→ **Written exercise**:
Extend the aiq-research evaluation-case JSON from the point where it stops, completing the open entry and adding further cases in the same format.

→ **Text segment**:
/---

[
  {
    "id": "aiq-research-001-health",
    "question": "Use AI-Q to check whether the local research backend is healthy.",
    "expected_skill": "aiq-research",
    "expected_script": "scripts/aiq.py",
    "ground_truth": "The agent routes to aiq-research, resolves AIQ_SERVER_URL or the default local backend, runs the helper health command, and reports the checked URL with a concise status.",
    "expected_behavior": [
      "Routes to aiq-research",
      "Uses AIQ_SERVER_URL when set, otherwise the localhost default",
      "Runs scripts/aiq.py health",
      "Reports the URL that was checked"
    ]
  },
  {
    "id": "aiq-research-002-cuda-x-report",
    "question": "Please create a short deep research report on Nvidia's cuda-x and how the different libraries relate to one another.",
    "expected_skill": "aiq-research",
    "expected_script": "scripts/aiq.py",
    "ground_truth": "The agent routes the research request to aiq-research, checks that an AI-Q backend is reachable, preserves the user's CUDA-X prompt, uses scripts/aiq.py for the research flow, and presents the final report with citations intact when the job completes.",
    "expected_behavior": [
      "Routes to aiq-research",
      "Checks AIQ_SERVER_URL or the default local backend before research",
      "Preserves the user's CUDA-X prompt",
      "Uses scripts/aiq.py for the research flow",
      "Polls if AI-Q returns an async job ID",
      "Presents the final report when the job completes",
      "Does not truncate citations or source URLs"

\---

→ **Recorded information**:
/---

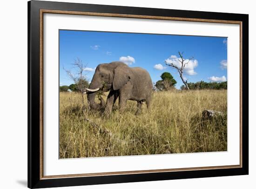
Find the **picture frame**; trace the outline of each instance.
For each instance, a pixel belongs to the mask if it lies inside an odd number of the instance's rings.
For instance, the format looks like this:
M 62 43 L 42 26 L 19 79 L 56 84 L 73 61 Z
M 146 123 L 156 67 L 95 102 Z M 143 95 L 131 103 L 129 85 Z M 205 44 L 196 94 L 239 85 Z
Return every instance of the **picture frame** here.
M 87 174 L 44 174 L 44 14 L 238 25 L 240 29 L 239 164 Z M 249 15 L 50 1 L 28 2 L 28 187 L 222 176 L 249 174 Z M 56 138 L 58 138 L 56 136 Z M 58 150 L 56 149 L 56 151 Z

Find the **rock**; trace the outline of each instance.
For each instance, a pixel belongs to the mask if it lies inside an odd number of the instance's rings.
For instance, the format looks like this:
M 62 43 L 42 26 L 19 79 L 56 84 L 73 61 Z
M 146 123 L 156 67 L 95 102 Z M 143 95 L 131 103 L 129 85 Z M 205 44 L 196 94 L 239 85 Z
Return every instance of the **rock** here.
M 203 118 L 209 119 L 217 116 L 223 115 L 224 113 L 218 111 L 204 110 L 202 111 L 202 115 Z

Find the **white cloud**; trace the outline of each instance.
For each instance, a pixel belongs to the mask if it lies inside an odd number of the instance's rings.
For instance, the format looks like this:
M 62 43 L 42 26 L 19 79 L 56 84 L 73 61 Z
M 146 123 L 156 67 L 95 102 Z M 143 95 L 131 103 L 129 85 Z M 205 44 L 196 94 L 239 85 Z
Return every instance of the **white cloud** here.
M 163 69 L 166 69 L 167 67 L 166 66 L 163 66 L 161 63 L 158 63 L 154 66 L 154 68 L 159 70 L 162 70 Z
M 208 79 L 212 82 L 224 82 L 227 81 L 227 78 L 224 76 L 223 76 L 222 77 L 212 76 L 211 77 L 208 77 Z
M 95 45 L 91 46 L 91 48 L 94 50 L 97 50 L 101 46 L 98 44 L 95 44 Z
M 135 63 L 135 59 L 132 57 L 121 57 L 119 58 L 119 61 L 122 62 L 127 65 L 131 65 Z
M 220 63 L 221 64 L 221 68 L 222 69 L 227 69 L 228 68 L 228 61 L 227 60 L 223 60 Z
M 223 43 L 226 45 L 228 44 L 228 40 L 227 40 L 227 39 L 225 39 L 223 40 Z
M 168 64 L 173 64 L 175 66 L 177 66 L 178 68 L 181 68 L 182 67 L 182 63 L 179 61 L 181 61 L 181 58 L 178 58 L 175 55 L 172 55 L 169 58 L 165 60 L 165 62 Z M 189 59 L 186 59 L 184 62 L 185 63 L 189 62 Z M 193 59 L 190 60 L 187 64 L 186 64 L 184 67 L 184 71 L 185 73 L 192 76 L 197 74 L 197 73 L 194 70 L 195 68 L 198 65 L 198 61 L 197 60 Z
M 91 72 L 94 71 L 95 69 L 96 69 L 96 68 L 92 68 L 87 67 L 84 69 L 84 71 L 91 71 Z

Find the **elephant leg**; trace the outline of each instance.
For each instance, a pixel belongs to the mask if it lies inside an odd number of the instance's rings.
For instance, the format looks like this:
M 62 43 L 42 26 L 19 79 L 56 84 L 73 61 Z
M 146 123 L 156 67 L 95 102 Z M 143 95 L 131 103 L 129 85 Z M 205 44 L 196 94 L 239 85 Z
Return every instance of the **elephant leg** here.
M 139 115 L 141 112 L 142 104 L 142 101 L 138 101 L 138 104 L 137 106 L 137 111 L 136 111 L 136 113 L 135 113 L 135 115 Z
M 119 96 L 119 112 L 123 112 L 126 105 L 127 98 L 120 95 Z
M 105 114 L 109 115 L 112 110 L 112 107 L 114 103 L 115 95 L 115 92 L 110 91 L 107 99 L 106 108 L 105 109 Z M 116 100 L 116 99 L 115 99 Z
M 149 96 L 146 99 L 146 103 L 147 104 L 147 108 L 149 109 L 151 105 L 151 97 Z
M 113 101 L 113 105 L 115 103 L 117 98 L 118 98 L 119 95 L 118 93 L 117 92 L 115 92 L 114 94 L 114 101 Z

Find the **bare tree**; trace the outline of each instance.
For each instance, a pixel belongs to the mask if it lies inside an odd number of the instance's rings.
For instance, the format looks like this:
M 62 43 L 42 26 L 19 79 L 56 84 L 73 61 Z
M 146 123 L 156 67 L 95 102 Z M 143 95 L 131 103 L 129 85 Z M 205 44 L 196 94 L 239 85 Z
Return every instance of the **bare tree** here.
M 83 110 L 85 107 L 84 93 L 86 91 L 86 88 L 88 87 L 88 82 L 86 81 L 86 75 L 84 74 L 84 69 L 87 64 L 84 64 L 81 60 L 77 58 L 74 63 L 71 64 L 73 65 L 73 68 L 77 70 L 76 72 L 73 73 L 71 70 L 63 69 L 67 72 L 67 76 L 72 79 L 77 86 L 78 92 L 81 95 L 81 102 L 83 105 Z
M 183 76 L 183 73 L 184 71 L 184 68 L 186 66 L 187 64 L 189 63 L 190 60 L 192 60 L 194 59 L 193 57 L 189 58 L 188 60 L 186 60 L 186 59 L 184 58 L 183 57 L 183 52 L 182 53 L 181 53 L 179 51 L 179 55 L 180 56 L 180 58 L 178 58 L 178 60 L 181 64 L 181 66 L 178 66 L 176 65 L 175 65 L 173 64 L 173 63 L 168 63 L 166 61 L 165 61 L 165 64 L 166 64 L 168 66 L 171 66 L 173 68 L 175 68 L 177 69 L 178 71 L 178 72 L 179 72 L 179 74 L 180 75 L 180 77 L 181 77 L 181 79 L 182 79 L 183 83 L 186 86 L 186 88 L 188 90 L 189 90 L 189 85 L 188 85 L 188 80 L 185 80 Z

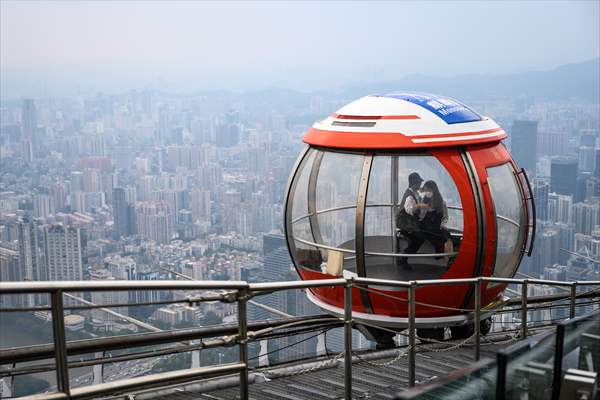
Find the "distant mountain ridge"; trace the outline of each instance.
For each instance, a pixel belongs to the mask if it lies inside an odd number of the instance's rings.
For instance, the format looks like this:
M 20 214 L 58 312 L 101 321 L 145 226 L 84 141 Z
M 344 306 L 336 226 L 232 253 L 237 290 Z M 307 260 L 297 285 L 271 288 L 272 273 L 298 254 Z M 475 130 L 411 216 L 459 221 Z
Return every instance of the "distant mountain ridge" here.
M 443 93 L 459 98 L 503 98 L 534 96 L 547 99 L 573 98 L 600 103 L 600 58 L 562 65 L 546 71 L 502 75 L 435 77 L 408 75 L 399 80 L 347 86 L 349 97 L 393 90 Z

\---

→ **Answer**:
    ]
  },
  {
    "id": "aiq-research-003-weather-santa-clara",
    "question": "What is the weather like today in Santa Clara, CA?",
    "expected_skill": "aiq-research",
    "expected_script": "scripts/aiq.py",
    "ground_truth": "The agent routes the current-weather question to aiq-research, checks that an AI-Q backend is reachable, sends the user's exact prompt through the routed chat flow, and returns a concise answer for Santa Clara, CA.",
    "expected_behavior": [
      "Routes to aiq-research",
      "Checks AIQ_SERVER_URL or the default local backend before the request",
      "Preserves the user's Santa Clara weather prompt",
      "Uses scripts/aiq.py chat for the routed request",
      "Returns a concise answer for Santa Clara, CA",
      "Does not force a deep_researcher job unless AI-Q returns an async job ID"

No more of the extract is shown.